## WHAT NEEDS TO BE DONE
Begin at the line that has "of the paved" and stop after the line that has "of the dark". Write those rows out again, switching "drill" to "exercise" and changing nothing else.

## RECORD LIST

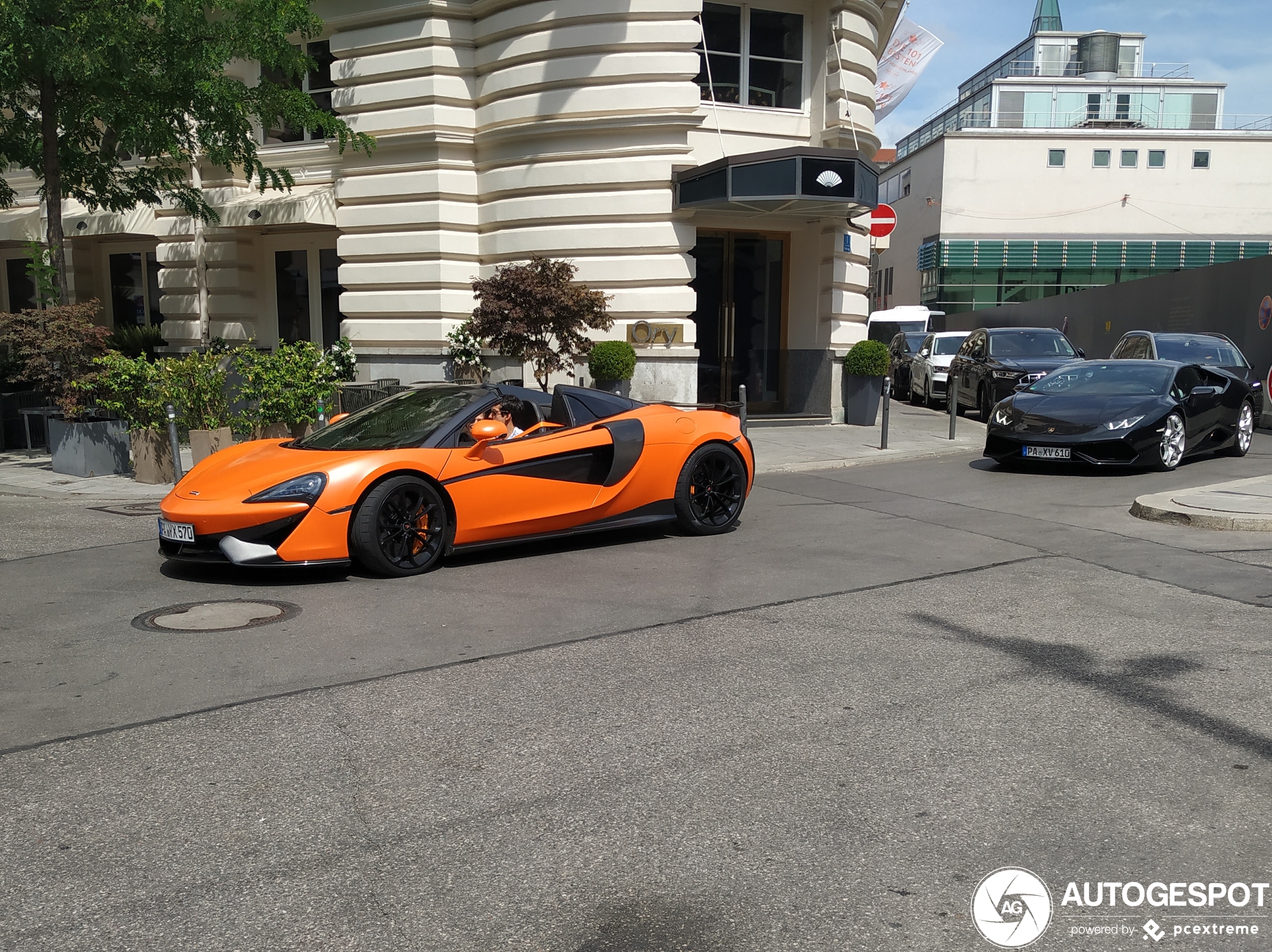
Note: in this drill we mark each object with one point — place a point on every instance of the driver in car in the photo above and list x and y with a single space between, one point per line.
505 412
...
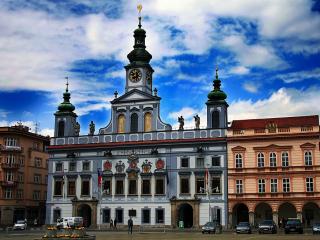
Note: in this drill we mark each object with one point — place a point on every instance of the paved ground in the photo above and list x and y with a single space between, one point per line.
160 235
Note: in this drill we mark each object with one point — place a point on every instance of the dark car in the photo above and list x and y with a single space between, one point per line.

## ANSWER FOR THIS EXERCISE
Note: in this exercise we mark each object with one point — place a point on every instance of the paved ground in the photo above and list x and y with a single space between, one point per line.
160 235
Note: in this exercise we mark each object with one point — place a point on every instance of the dark car in the photo above and list x and y with a single space between, one point per line.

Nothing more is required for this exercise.